Start Extract provided
I have an incoming POTS line connection to an FXO port on a 1760 gateway. This POTS line is only providing -24 voltage rather than the normal -48 voltage. This seems to be preventing the FXO interface on the router from sending DTMF that is acceptable to the POTS line. I have read that I need to change the FXO line in use voltage on the gateway to a lower value in order to allow DTMF to pass correctly to the POTS line. Does anyone know how to change the FXO line in use voltage, or know if it is possible to convert the -24 to -48 between the FXO port and POTS line?

Thank you,

9 Replies 9

A few things:

1) I've never seen line voltage affect DTMF specifically. This sounds like a red herring.

2) The line voltage is platform/card specific. You won't be able to change your line voltage 24 volts with a CLI.

-nick

It is possible that the line voltage may not be affecting the DTMF. Incoming calls work on this POTS line, maybe that indicates the voltage is irrelevant in this case? When outbound calls are attempt to this FXO port the port goes off hook and dial tone is transferred properly. This issue is that I am unable to break the dial tone once the FXO port has gone off hook. Is there a way to inject DTMF from the gateway directly?

No, there is no way. When dialing out, the card wants loop current (indicated as "dialtone"), in lack of it the call fails. Perhaps Nick knows of some hidden command to skip that step.

What is entering the dtmf?

You can try adding this to your dial peer:

prefix ,,,12345

This adds 3 seconds of delay and then DTMF 12345 into the stream.

-nick

Nick, the problem with your suggestion above, is that when the port does not detect loop current, the call is aborted before any prefix or dialed digit is sent.

I would like to add that incoming calls to the DID on this POTS line route through the FXO port just fine. Also if I connect a regular analog phone directly to the POTS line DTMF is accepted and both incoming and outgoing calls route without an issue. What I don't understand is how DTMF from the FXO is different than the analog phone? If they are different how can I more closely replicate DTMF from the FXO to match that of an analog phone?
End Extract provided
Start Excerpted data
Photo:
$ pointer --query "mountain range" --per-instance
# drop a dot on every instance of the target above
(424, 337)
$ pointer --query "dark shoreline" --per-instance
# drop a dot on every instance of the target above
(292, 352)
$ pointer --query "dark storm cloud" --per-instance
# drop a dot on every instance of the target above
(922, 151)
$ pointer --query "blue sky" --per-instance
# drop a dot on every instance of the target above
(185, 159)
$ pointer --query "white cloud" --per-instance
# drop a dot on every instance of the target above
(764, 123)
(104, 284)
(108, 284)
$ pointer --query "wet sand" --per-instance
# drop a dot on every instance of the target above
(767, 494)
End Excerpted data
Pull out the entire FXO port discussion word for word, leaving nothing out. The listing isn't needed for this.

I have an incoming POTS line connection to an FXO port on a 1760 gateway. This POTS line is only providing -24 voltage rather than the normal -48 voltage. This seems to be preventing the FXO interface on the router from sending DTMF that is acceptable to the POTS line. I have read that I need to change the FXO line in use voltage on the gateway to a lower value in order to allow DTMF to pass correctly to the POTS line. Does anyone know how to change the FXO line in use voltage, or know if it is possible to convert the -24 to -48 between the FXO port and POTS line?

Thank you,

9 Replies 9

A few things:

1) I've never seen line voltage affect DTMF specifically. This sounds like a red herring.

2) The line voltage is platform/card specific. You won't be able to change your line voltage 24 volts with a CLI.

-nick

It is possible that the line voltage may not be affecting the DTMF. Incoming calls work on this POTS line, maybe that indicates the voltage is irrelevant in this case? When outbound calls are attempt to this FXO port the port goes off hook and dial tone is transferred properly. This issue is that I am unable to break the dial tone once the FXO port has gone off hook. Is there a way to inject DTMF from the gateway directly?

No, there is no way. When dialing out, the card wants loop current (indicated as "dialtone"), in lack of it the call fails. Perhaps Nick knows of some hidden command to skip that step.

What is entering the dtmf?

You can try adding this to your dial peer:

prefix ,,,12345

This adds 3 seconds of delay and then DTMF 12345 into the stream.

-nick

Nick, the problem with your suggestion above, is that when the port does not detect loop current, the call is aborted before any prefix or dialed digit is sent.

I would like to add that incoming calls to the DID on this POTS line route through the FXO port just fine. Also if I connect a regular analog phone directly to the POTS line DTMF is accepted and both incoming and outgoing calls route without an issue. What I don't understand is how DTMF from the FXO is different than the analog phone? If they are different how can I more closely replicate DTMF from the FXO to match that of an analog phone?